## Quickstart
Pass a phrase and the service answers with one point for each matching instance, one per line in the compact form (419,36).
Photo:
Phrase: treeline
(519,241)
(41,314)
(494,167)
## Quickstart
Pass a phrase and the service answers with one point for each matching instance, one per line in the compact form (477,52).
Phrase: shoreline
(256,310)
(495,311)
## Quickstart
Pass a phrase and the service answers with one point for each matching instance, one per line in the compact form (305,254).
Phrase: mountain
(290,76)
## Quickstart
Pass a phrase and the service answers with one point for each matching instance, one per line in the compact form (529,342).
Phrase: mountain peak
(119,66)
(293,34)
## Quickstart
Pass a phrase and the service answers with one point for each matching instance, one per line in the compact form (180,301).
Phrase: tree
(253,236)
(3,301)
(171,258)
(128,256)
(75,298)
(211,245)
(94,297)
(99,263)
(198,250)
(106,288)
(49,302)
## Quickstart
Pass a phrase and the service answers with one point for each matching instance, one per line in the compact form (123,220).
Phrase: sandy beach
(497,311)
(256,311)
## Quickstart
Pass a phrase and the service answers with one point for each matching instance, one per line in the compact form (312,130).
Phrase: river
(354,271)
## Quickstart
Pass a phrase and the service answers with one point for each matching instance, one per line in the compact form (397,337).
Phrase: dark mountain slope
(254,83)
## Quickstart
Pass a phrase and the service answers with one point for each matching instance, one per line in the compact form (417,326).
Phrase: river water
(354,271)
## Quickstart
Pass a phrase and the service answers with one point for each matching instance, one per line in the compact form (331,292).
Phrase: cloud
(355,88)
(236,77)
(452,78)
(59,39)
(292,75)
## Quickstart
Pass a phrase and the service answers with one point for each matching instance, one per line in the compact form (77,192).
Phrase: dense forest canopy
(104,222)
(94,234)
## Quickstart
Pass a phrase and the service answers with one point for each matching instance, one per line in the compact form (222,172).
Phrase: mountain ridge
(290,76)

- - -

Stated exercise —
How many lines in the records above contain the string "mountain"? Case counts; reply with the number alone.

Result for this exercise —
4